▶ [TÂCHE À EFFECTUER]: Poursuivez le texte sur la recherche de symboles républicains après les attentats, à partir de sa dernière phrase.

▶ [TEXTE EXTRAIT]:
:::::
Place de la République, à Paris, le 11 janvier 2015. Olivier Ortelpa / Flickr, CC BY

Les auteurs qui ont signé le texte ci-dessous ont, pour la plupart, participé à un colloque qui s’est tenu à l’Université Panthéon-Assas en 2013, consacré au « cosmopolitisme juridique ». Ce colloque a depuis fait l’objet d’une publication aux éditions Pedone, en 2015 (O. de Frouville (dir.), Le Cosmopolitisme juridique, Paris, Pedone, 2015).

Le président de la République et le premier ministre français sont à la recherche de symboles pour renforcer la cohésion sociale et redonner sens à la République, après les attaques terroristes que la France a subies. Pour ce faire, ils font confiance aux sondages qui leur indiquent ce que, croient-ils, pensent une majorité de Français. Ils vont là où le vent de la colère et de l’impatience les porte, pour des raisons sur lesquelles il ne nous appartient pas de conjecturer.
:::::
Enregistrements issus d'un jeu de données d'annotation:

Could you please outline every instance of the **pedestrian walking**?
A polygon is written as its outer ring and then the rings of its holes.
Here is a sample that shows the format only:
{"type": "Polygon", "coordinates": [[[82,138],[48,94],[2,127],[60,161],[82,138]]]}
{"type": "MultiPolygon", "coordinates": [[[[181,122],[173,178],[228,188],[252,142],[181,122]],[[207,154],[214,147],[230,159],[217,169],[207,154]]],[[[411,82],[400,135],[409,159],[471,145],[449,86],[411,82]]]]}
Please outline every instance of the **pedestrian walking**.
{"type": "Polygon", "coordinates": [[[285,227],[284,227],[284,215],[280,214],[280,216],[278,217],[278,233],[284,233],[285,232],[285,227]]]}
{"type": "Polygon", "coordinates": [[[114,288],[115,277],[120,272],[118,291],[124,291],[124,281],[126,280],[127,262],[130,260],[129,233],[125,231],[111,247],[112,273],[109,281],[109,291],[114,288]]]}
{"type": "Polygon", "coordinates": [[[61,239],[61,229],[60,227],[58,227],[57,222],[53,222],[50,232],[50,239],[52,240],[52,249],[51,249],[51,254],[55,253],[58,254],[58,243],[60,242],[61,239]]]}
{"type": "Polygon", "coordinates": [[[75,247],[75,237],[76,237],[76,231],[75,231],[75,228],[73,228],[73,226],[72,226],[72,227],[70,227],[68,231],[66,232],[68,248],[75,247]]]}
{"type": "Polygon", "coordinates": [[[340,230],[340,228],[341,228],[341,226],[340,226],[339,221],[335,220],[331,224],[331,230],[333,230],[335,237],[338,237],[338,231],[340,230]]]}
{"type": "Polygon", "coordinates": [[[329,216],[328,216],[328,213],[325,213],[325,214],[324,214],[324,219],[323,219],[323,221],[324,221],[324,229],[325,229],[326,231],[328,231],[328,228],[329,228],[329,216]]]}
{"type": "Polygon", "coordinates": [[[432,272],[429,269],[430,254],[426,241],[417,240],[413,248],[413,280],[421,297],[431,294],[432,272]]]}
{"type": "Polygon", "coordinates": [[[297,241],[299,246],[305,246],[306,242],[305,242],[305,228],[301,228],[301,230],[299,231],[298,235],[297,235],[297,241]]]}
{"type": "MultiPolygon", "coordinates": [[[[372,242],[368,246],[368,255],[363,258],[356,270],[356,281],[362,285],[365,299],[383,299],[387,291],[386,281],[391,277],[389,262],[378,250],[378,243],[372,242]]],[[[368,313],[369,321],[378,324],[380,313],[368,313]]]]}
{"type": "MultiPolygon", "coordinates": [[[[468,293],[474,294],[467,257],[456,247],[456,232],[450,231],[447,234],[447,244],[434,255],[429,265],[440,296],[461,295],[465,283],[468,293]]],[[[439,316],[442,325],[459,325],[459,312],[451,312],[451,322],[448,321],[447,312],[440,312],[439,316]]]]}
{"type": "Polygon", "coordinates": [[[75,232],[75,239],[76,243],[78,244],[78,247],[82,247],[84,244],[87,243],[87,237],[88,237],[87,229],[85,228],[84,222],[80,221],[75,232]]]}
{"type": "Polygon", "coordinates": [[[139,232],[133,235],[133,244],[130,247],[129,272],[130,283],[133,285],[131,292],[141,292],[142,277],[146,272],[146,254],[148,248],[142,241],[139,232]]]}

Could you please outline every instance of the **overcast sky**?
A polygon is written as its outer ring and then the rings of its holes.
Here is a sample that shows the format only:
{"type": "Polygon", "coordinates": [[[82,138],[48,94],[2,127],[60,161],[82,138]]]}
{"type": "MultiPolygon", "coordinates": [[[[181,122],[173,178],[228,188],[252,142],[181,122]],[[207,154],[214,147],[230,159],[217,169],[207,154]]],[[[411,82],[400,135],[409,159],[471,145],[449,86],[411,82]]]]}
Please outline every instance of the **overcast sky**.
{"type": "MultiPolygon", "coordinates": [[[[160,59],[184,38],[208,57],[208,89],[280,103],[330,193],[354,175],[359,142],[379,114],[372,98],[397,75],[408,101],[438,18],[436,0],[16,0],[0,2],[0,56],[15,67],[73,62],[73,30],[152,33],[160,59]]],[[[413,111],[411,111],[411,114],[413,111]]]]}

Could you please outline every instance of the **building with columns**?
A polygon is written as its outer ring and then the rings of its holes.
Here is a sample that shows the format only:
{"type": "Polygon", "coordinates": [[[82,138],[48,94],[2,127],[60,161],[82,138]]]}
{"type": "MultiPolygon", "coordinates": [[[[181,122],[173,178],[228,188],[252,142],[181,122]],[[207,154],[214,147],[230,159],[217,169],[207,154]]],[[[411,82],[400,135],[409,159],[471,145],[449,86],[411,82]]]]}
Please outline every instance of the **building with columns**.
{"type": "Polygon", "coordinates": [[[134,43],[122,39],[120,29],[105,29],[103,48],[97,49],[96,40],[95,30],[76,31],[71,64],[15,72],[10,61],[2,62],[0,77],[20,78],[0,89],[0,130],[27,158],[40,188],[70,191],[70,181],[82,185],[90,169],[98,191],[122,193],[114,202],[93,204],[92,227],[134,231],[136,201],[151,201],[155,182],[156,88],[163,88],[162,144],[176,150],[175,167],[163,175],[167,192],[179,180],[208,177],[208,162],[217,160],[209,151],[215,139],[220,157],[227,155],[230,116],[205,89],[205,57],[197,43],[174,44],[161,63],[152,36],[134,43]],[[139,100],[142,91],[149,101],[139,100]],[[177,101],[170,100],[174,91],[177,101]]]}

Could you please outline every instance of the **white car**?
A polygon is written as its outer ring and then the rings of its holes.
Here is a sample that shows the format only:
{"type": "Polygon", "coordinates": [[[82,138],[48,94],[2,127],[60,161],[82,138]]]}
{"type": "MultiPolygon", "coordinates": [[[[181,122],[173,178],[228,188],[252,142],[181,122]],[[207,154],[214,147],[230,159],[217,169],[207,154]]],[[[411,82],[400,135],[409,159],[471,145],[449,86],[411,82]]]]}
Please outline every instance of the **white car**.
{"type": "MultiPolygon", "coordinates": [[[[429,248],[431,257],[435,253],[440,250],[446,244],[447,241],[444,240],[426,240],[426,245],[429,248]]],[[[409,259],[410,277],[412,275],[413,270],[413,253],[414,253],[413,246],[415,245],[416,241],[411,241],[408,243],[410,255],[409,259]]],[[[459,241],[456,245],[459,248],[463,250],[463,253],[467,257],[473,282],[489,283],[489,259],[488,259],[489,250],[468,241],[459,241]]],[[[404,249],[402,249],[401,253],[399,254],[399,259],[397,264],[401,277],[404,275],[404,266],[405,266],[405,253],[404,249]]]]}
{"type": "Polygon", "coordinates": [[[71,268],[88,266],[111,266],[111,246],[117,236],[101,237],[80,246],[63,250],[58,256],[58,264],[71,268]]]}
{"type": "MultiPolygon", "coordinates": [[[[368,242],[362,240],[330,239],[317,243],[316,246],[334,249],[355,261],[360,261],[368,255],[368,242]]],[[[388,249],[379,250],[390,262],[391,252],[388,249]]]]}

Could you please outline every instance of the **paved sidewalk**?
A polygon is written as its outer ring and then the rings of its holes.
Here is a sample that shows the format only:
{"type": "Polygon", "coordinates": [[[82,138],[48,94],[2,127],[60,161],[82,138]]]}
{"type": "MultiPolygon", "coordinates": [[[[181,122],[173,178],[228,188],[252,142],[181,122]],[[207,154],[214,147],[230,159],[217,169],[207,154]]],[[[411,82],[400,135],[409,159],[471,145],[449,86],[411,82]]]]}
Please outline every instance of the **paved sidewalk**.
:::::
▶ [RÉPONSE PROPOSÉE]:
Ce faisant ils perdent de vue la question des valeurs et, voulant unifier, ils plantent les germes d’une division profonde entre Français. Une division sur la conception de la République : nationale, ancrée dans une identité historique reconstruite ; ou bien universaliste, cosmopolite, ouverte sur le monde et dont les principes sont fixés dans la devise républicaine, « Liberté, égalité, fraternité ». Des principes qui valent pour tous et dans lesquels se reconnaissent tous ceux qui, de par le monde, luttent contre le despotisme, l’ignorance, l’intolérance et le racisme.

Depuis les attentats du 13 novembre, les symboles négatifs se multiplient : la commémoration meurtrie des morts, la peur pour sa sécurité, la peur de l’autre, la conscience blessée. Aucun symbole positif, aucune perspective d’avenir, aucun signe de reconstruction. L’état d’urgence s’installe, une sorte de suspension dans le temps, une peur présente et sans fin qui n’ouvre sur aucun horizon. L’esprit du 11 janvier n’est pas mort, mais son sens semble échapper aux dirigeants.

« La cause des peuples contre le despotisme des rois »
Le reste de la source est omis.